> _Complete the following_:
**A)** Transcribe the Steve Ballmer article between "An emotional tribute" and "global sales meeting.", inclusive.
**B)** According to the Steve Ballmer article, how large is the cash pile Microsoft is sitting on?

> _Source_:
◇ ◇ ◇

An emotional tribute to his 30 years of service nearly brought Microsoft's testosterone-fueled CEO Steve Ballmer to tears yesterday in front of more than 10,000 employees gathered in Atlanta for the software giant's annual global sales meeting.
"He was rendered completely speechless," a tweet from one of the conference's attendees reported. "Incredibly intense and moving experience."
According to another Microsoft executive at the conference, there may be a reason for the drama other than gratitude: Ballmer may not be at Microsoft when next year's event rolls around.
"It felt like it could have been a sign of his last mgx [Microsoft Global Experience]," wrote this insider in a text message to me. "A farewell?"
Indeed, this executive and several other sources close to Microsoft say that there is growing resentment among a faction of certain executives inside the company who blame Ballmer for the years-long stagnation in Microsoft's stock price. Their argument, according to these sources, is that Microsoft's overall financial performance has been solid—analysts expect the company to show continued earnings improvement when it reports second-quarter results today. It has scored some strategic wins with the Yahoo search deal, Xbox, and Windows 7 release, and is sitting on a cash pile of more than $20 billion. But instead of a steadily rising stock price, Microsoft shares have fluctuated wildly over the last few yers, seemingly unable to break out of the mid-$20s for any significant length of time.

◇ ◇ ◇

> _Record excerpts_:
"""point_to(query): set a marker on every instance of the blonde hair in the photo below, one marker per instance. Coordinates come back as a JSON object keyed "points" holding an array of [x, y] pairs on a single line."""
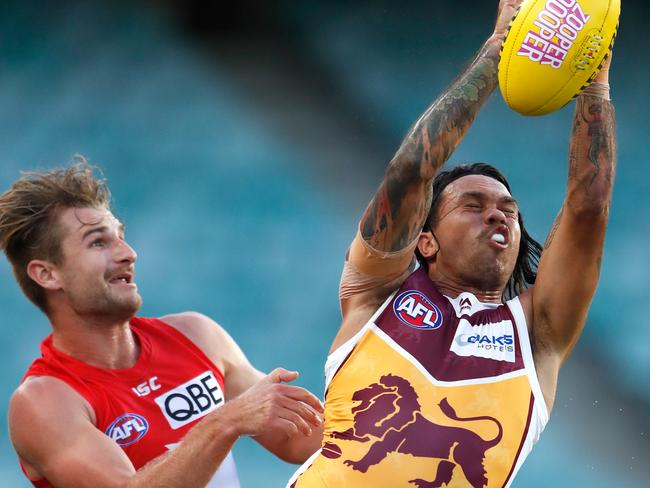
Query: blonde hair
{"points": [[29, 212]]}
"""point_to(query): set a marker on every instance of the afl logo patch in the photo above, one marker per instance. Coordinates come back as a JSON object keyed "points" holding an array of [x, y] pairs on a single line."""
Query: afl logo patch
{"points": [[417, 311], [128, 429]]}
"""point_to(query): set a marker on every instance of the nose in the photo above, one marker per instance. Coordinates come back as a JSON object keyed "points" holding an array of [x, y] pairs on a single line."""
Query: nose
{"points": [[125, 253], [495, 216]]}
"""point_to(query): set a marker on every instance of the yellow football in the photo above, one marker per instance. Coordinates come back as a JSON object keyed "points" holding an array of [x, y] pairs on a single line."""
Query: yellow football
{"points": [[553, 50]]}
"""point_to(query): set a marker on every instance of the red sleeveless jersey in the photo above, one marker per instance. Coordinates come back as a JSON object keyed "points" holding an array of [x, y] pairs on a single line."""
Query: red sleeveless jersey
{"points": [[146, 409]]}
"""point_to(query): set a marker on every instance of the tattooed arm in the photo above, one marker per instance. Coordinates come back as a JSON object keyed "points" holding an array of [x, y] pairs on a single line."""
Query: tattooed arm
{"points": [[570, 264], [398, 210]]}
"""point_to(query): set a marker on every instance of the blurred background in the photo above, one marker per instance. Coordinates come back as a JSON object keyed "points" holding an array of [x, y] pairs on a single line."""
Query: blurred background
{"points": [[243, 140]]}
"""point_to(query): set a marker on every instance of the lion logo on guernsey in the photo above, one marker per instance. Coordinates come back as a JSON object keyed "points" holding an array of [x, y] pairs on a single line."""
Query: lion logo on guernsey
{"points": [[128, 429], [417, 311]]}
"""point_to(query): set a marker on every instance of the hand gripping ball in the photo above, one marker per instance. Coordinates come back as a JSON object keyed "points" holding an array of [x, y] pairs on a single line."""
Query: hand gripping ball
{"points": [[553, 50]]}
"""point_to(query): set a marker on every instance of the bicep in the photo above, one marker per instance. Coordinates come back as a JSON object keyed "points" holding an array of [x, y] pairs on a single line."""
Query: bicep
{"points": [[399, 208], [62, 445], [567, 277]]}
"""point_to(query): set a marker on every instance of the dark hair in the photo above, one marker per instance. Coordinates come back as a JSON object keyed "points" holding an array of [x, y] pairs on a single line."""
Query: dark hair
{"points": [[530, 250], [29, 211]]}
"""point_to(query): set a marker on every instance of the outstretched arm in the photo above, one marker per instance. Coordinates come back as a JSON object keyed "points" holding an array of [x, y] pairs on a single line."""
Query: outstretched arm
{"points": [[570, 264], [398, 210]]}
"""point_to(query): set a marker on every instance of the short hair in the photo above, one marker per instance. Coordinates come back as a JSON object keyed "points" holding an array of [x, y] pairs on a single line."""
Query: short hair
{"points": [[29, 211], [530, 250]]}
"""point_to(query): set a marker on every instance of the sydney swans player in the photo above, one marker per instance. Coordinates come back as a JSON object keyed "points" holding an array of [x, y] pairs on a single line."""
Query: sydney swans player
{"points": [[118, 400], [454, 329]]}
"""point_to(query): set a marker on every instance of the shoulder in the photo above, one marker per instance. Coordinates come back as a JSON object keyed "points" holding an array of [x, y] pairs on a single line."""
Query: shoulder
{"points": [[37, 391], [204, 333], [41, 404]]}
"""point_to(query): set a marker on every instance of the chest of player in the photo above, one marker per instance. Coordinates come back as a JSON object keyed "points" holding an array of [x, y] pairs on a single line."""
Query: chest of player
{"points": [[148, 414], [453, 339]]}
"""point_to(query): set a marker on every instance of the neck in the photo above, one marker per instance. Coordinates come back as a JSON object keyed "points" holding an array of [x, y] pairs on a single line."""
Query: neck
{"points": [[454, 287], [103, 344]]}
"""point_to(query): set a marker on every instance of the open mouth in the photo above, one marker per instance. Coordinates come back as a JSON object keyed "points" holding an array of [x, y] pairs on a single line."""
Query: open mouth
{"points": [[500, 236], [122, 278]]}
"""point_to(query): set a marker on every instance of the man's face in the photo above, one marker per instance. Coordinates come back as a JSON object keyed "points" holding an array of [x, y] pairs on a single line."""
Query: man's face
{"points": [[478, 233], [97, 272]]}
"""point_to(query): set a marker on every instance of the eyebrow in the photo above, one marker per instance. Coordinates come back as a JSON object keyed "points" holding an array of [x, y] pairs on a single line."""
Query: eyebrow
{"points": [[100, 229], [481, 195]]}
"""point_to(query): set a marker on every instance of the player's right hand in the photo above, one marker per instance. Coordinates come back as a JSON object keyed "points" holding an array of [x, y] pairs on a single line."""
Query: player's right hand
{"points": [[505, 13], [271, 406]]}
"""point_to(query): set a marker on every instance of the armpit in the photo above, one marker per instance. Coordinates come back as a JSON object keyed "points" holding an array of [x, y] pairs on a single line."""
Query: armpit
{"points": [[380, 264], [387, 270]]}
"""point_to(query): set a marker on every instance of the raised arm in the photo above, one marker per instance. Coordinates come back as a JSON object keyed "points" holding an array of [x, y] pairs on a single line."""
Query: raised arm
{"points": [[570, 264], [398, 210]]}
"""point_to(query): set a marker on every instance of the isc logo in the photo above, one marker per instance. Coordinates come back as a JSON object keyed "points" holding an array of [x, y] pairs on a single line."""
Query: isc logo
{"points": [[417, 311], [191, 400], [127, 429]]}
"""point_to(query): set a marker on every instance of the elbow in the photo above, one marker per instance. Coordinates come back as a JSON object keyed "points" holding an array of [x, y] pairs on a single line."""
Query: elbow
{"points": [[593, 207]]}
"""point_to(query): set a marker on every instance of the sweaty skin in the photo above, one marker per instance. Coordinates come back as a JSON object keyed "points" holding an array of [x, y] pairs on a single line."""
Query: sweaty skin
{"points": [[462, 250]]}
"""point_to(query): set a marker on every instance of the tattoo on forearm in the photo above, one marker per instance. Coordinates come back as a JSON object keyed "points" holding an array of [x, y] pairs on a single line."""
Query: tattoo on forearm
{"points": [[400, 207], [551, 234], [593, 143]]}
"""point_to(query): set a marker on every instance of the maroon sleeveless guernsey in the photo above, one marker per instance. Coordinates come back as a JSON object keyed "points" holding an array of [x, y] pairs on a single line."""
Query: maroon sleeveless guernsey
{"points": [[146, 409], [432, 391]]}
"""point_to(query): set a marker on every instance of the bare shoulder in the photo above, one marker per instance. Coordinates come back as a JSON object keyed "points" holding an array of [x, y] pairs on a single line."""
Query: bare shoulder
{"points": [[29, 398], [32, 427], [205, 333]]}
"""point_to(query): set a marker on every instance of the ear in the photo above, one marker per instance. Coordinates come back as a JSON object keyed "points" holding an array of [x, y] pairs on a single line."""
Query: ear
{"points": [[44, 274], [428, 245]]}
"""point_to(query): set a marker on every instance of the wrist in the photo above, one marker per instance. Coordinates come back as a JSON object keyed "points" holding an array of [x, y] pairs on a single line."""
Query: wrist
{"points": [[597, 89], [228, 420]]}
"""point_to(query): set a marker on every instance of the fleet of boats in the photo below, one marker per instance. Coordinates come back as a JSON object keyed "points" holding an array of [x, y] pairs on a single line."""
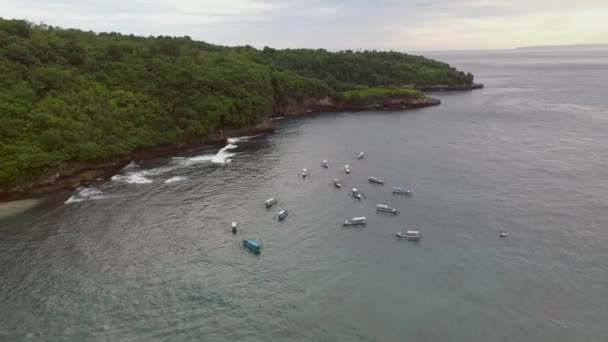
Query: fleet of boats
{"points": [[412, 235]]}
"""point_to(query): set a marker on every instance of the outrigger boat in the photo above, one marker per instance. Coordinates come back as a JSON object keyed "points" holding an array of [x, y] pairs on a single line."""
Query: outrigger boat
{"points": [[282, 214], [355, 221], [234, 225], [252, 246], [270, 202], [401, 191], [386, 209], [413, 235], [376, 180]]}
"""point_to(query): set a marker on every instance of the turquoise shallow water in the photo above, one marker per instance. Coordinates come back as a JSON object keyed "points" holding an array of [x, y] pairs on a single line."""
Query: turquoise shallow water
{"points": [[141, 259]]}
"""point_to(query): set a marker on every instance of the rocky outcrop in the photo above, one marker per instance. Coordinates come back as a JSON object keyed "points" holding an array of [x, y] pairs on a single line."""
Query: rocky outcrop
{"points": [[71, 175], [293, 107], [445, 87]]}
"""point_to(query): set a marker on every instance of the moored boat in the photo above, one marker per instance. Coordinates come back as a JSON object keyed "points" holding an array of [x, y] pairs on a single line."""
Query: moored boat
{"points": [[270, 202], [386, 209], [401, 191], [252, 246], [282, 214], [413, 235], [376, 180], [355, 221], [234, 225]]}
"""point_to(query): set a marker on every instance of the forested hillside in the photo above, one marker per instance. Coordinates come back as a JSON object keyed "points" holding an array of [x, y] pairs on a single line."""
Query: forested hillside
{"points": [[69, 95]]}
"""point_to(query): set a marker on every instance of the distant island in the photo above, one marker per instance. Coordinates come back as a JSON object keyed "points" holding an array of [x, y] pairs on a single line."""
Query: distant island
{"points": [[566, 47], [76, 106]]}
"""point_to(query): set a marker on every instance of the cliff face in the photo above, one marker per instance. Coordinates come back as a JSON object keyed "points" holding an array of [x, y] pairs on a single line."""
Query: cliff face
{"points": [[71, 175], [293, 107]]}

◇ ◇ ◇

> _Solved problems_:
**A)**
An emotional tribute to his 30 years of service nearly brought Microsoft's testosterone-fueled CEO Steve Ballmer to tears yesterday in front of more than 10,000 employees gathered in Atlanta for the software giant's annual global sales meeting.

**B)** More than $20 billion.